== RECORDS SUPPLIED

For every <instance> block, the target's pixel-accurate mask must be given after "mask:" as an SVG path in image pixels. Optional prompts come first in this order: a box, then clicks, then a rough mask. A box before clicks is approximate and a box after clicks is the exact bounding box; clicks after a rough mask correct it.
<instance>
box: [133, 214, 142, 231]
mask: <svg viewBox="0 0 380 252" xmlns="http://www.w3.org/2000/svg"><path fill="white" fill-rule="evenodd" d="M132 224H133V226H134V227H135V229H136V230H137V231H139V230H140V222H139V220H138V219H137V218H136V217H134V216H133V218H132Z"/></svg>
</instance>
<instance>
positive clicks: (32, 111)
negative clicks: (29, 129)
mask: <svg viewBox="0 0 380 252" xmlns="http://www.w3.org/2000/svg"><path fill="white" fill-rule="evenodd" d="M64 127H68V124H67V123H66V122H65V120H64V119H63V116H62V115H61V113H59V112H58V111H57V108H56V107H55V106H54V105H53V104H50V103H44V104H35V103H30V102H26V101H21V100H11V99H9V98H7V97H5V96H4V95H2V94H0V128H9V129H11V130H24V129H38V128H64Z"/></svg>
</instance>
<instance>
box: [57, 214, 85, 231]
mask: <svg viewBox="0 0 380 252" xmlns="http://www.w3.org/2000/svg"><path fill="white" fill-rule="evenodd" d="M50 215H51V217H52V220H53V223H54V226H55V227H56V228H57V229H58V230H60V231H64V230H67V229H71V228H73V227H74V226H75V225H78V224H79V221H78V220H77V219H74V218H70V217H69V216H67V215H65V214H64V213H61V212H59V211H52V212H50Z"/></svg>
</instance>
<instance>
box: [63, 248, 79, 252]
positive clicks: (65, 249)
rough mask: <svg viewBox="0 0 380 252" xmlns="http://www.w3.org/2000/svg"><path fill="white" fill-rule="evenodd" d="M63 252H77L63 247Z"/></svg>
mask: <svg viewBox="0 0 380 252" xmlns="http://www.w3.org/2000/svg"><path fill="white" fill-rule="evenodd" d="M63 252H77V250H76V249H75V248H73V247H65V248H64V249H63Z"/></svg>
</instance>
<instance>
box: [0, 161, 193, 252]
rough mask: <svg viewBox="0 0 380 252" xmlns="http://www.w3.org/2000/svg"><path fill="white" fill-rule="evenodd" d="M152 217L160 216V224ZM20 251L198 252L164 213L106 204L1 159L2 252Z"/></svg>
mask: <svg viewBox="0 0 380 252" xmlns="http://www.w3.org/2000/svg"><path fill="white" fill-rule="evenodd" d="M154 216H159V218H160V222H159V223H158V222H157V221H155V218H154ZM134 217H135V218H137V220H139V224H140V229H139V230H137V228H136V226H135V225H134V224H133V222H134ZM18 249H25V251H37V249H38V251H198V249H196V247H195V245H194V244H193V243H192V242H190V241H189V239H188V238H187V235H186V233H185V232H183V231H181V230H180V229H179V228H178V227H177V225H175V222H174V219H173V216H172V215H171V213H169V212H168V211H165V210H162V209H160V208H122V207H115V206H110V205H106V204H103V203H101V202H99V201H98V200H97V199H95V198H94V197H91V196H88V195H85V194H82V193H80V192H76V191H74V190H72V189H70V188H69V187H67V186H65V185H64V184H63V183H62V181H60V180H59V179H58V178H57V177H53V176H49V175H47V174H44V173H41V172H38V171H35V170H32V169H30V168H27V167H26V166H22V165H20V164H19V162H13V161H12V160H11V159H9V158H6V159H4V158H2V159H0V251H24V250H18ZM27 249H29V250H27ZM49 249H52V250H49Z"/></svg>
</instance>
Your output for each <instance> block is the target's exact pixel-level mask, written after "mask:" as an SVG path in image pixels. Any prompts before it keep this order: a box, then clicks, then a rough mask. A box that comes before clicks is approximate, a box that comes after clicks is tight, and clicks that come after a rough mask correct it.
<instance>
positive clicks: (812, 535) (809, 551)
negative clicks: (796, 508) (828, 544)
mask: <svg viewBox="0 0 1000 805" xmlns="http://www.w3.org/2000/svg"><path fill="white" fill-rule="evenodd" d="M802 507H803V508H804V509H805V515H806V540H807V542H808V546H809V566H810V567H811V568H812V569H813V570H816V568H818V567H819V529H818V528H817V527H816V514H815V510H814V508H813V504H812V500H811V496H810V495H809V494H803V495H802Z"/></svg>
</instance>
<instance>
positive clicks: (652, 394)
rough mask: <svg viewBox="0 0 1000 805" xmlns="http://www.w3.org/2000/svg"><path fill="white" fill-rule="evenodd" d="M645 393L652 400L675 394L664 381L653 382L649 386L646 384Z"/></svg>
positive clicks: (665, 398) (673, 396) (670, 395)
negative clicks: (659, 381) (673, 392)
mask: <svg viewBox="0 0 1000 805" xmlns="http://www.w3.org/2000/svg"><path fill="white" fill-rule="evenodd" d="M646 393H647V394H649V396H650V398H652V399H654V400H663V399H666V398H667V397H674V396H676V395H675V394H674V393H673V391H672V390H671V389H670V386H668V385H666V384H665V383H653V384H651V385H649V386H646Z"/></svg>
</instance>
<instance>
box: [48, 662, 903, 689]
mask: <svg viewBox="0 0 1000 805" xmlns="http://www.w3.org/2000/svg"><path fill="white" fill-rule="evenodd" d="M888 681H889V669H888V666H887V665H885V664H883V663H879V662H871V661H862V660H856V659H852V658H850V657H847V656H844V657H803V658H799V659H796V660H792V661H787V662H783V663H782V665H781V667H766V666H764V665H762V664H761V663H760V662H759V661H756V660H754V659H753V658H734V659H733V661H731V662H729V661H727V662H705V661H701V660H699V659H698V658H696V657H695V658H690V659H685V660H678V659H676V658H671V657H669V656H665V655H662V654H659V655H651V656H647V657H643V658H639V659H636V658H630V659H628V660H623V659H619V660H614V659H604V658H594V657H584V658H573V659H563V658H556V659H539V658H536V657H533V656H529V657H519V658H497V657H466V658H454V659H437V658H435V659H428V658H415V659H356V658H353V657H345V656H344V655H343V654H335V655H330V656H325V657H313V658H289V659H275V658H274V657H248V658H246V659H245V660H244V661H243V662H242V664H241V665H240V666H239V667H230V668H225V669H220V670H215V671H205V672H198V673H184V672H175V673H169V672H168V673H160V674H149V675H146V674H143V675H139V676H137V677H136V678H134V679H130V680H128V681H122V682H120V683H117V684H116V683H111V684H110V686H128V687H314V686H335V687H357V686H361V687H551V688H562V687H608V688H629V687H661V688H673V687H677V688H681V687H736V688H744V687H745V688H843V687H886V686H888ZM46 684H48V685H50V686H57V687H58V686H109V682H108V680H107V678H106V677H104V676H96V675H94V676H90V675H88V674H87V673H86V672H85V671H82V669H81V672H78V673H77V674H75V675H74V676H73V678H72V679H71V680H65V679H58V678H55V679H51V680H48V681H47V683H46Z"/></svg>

====

TASK PROMPT: Could you write out the records above again with every "rough mask" switched to "coarse mask" and nothing else changed?

SOLUTION:
For every <instance> block, the target's pixel-accurate mask must be given after "mask:" as an SVG path in image pixels. Optional prompts come first in this order: a box, then clicks, then a coarse mask. A box before clicks is approximate and a box after clicks is the exact bounding box; clicks after a coarse mask correct it.
<instance>
box: [133, 214, 142, 231]
mask: <svg viewBox="0 0 380 252" xmlns="http://www.w3.org/2000/svg"><path fill="white" fill-rule="evenodd" d="M132 224H133V226H134V227H135V229H136V230H137V231H139V230H140V222H139V220H138V219H137V218H136V217H134V216H133V218H132Z"/></svg>
</instance>
<instance>
positive clicks: (32, 111)
negative clicks: (29, 129)
mask: <svg viewBox="0 0 380 252" xmlns="http://www.w3.org/2000/svg"><path fill="white" fill-rule="evenodd" d="M64 127H68V124H67V123H66V122H65V120H64V119H63V116H62V115H61V113H59V112H58V111H57V108H56V107H55V106H54V105H53V104H50V103H44V104H35V103H30V102H26V101H21V100H11V99H9V98H7V97H5V96H4V95H2V94H0V128H9V129H11V130H24V129H38V128H64Z"/></svg>
</instance>
<instance>
box: [57, 214, 85, 231]
mask: <svg viewBox="0 0 380 252" xmlns="http://www.w3.org/2000/svg"><path fill="white" fill-rule="evenodd" d="M50 215H51V217H52V220H53V223H54V226H55V227H56V228H57V229H58V230H60V231H64V230H67V229H71V228H73V227H74V226H75V225H78V224H79V221H78V220H77V219H74V218H70V217H69V216H67V215H65V214H64V213H61V212H59V211H52V212H50Z"/></svg>
</instance>
<instance>
box: [63, 248, 79, 252]
positive clicks: (65, 249)
coarse mask: <svg viewBox="0 0 380 252" xmlns="http://www.w3.org/2000/svg"><path fill="white" fill-rule="evenodd" d="M63 252H77L63 247Z"/></svg>
mask: <svg viewBox="0 0 380 252" xmlns="http://www.w3.org/2000/svg"><path fill="white" fill-rule="evenodd" d="M63 252H77V250H76V249H75V248H73V247H65V248H64V249H63Z"/></svg>
</instance>
<instance>
box: [0, 161, 193, 252]
coarse mask: <svg viewBox="0 0 380 252" xmlns="http://www.w3.org/2000/svg"><path fill="white" fill-rule="evenodd" d="M152 217L160 216V224ZM20 251L198 252L164 213L106 204L1 159L2 252Z"/></svg>
mask: <svg viewBox="0 0 380 252" xmlns="http://www.w3.org/2000/svg"><path fill="white" fill-rule="evenodd" d="M154 216H159V218H160V222H159V223H158V222H157V221H155V218H154ZM134 217H135V218H137V220H139V224H140V229H139V230H137V228H136V226H135V225H134V224H133V222H134ZM18 249H25V251H37V249H38V251H198V249H196V247H195V245H194V244H193V243H192V242H190V241H189V239H188V238H187V235H186V233H185V232H183V231H181V230H180V229H179V228H178V227H177V225H175V222H174V219H173V216H172V215H171V213H169V212H168V211H165V210H162V209H160V208H122V207H115V206H110V205H106V204H103V203H101V202H99V201H98V200H97V199H95V198H94V197H91V196H88V195H85V194H82V193H80V192H76V191H74V190H72V189H70V188H69V187H67V186H65V185H64V184H63V183H62V181H60V180H59V179H58V178H57V177H53V176H49V175H47V174H44V173H41V172H38V171H35V170H32V169H30V168H27V167H26V166H22V165H20V164H19V162H13V161H12V160H11V159H9V158H6V159H4V158H2V159H0V251H24V250H18ZM27 249H29V250H27ZM49 249H52V250H49Z"/></svg>
</instance>
Your output for each <instance> block is the target's exact pixel-level mask, written after "mask:" as an SVG path in image pixels. Any prompts before it keep this order: a box, then clicks, then a coarse mask. A box that comes before clicks is approximate, a box that comes after clicks is tight, and clicks that come after a coarse mask correct it.
<instance>
positive clicks: (812, 535) (809, 551)
negative clicks: (796, 508) (828, 544)
mask: <svg viewBox="0 0 1000 805" xmlns="http://www.w3.org/2000/svg"><path fill="white" fill-rule="evenodd" d="M802 507H803V508H804V509H805V515H806V540H807V542H808V546H809V566H810V567H811V568H812V569H813V570H816V568H818V567H819V529H818V528H817V527H816V514H815V510H814V508H813V504H812V500H811V496H810V495H809V494H803V495H802Z"/></svg>
</instance>
<instance>
positive clicks: (652, 394)
coarse mask: <svg viewBox="0 0 1000 805" xmlns="http://www.w3.org/2000/svg"><path fill="white" fill-rule="evenodd" d="M645 393L652 400L675 394L664 381L653 382L649 386L646 384Z"/></svg>
positive clicks: (665, 398) (673, 396) (670, 395)
negative clicks: (659, 381) (673, 392)
mask: <svg viewBox="0 0 1000 805" xmlns="http://www.w3.org/2000/svg"><path fill="white" fill-rule="evenodd" d="M646 393H647V394H649V396H650V398H652V399H654V400H663V399H666V398H667V397H674V396H676V395H675V394H674V393H673V391H672V390H671V389H670V386H668V385H666V384H665V383H653V384H651V385H649V386H646Z"/></svg>
</instance>
<instance>
box: [48, 662, 903, 689]
mask: <svg viewBox="0 0 1000 805" xmlns="http://www.w3.org/2000/svg"><path fill="white" fill-rule="evenodd" d="M888 681H889V669H888V666H887V665H885V664H883V663H879V662H871V661H862V660H856V659H852V658H850V657H847V656H844V657H803V658H799V659H796V660H792V661H787V662H783V663H782V665H781V667H766V666H764V665H762V664H761V663H760V662H759V661H756V660H754V659H753V658H734V659H733V661H731V662H729V661H727V662H705V661H701V660H699V659H698V658H696V657H695V658H690V659H685V660H678V659H676V658H671V657H669V656H665V655H662V654H659V655H651V656H647V657H643V658H639V659H636V658H630V659H628V660H623V659H619V660H614V659H604V658H594V657H584V658H573V659H563V658H556V659H539V658H536V657H533V656H529V657H519V658H497V657H466V658H454V659H437V658H435V659H428V658H415V659H356V658H353V657H345V656H344V655H343V654H335V655H330V656H325V657H313V658H289V659H275V658H274V657H248V658H246V659H245V660H244V661H243V662H242V664H241V665H240V666H239V667H230V668H225V669H220V670H215V671H205V672H198V673H184V672H175V673H169V672H168V673H160V674H149V675H146V674H143V675H139V676H137V677H136V678H134V679H130V680H128V681H122V682H120V683H117V684H116V683H111V684H110V686H128V687H314V686H335V687H357V686H361V687H551V688H562V687H608V688H629V687H661V688H673V687H677V688H681V687H736V688H744V687H745V688H843V687H886V686H888ZM46 684H48V685H50V686H57V687H58V686H109V682H108V680H107V678H106V677H104V676H96V675H94V676H90V675H88V674H87V673H86V672H85V671H82V669H81V672H78V673H77V674H75V675H74V676H73V678H72V679H71V680H65V679H58V678H55V679H51V680H48V681H47V683H46Z"/></svg>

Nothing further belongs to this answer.